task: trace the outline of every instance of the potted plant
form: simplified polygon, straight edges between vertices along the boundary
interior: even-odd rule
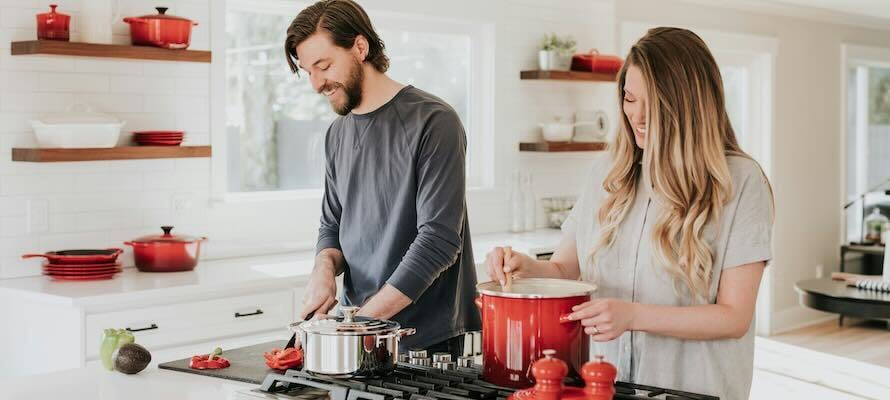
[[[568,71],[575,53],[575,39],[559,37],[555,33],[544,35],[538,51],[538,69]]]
...
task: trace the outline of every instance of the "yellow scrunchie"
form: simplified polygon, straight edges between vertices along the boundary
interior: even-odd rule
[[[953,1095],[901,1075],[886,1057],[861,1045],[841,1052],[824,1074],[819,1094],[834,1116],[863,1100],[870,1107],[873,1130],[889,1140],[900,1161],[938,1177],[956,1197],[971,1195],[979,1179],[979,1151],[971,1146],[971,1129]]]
* * *
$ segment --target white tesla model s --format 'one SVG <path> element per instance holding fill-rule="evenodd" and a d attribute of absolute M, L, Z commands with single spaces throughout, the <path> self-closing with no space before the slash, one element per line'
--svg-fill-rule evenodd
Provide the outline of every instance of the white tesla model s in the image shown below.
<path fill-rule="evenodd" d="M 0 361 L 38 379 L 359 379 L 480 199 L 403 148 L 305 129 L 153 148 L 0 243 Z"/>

### TRY IT
Nothing but a number is expected: the tally of lines in the records that include the word "task".

### RESPONSE BELOW
2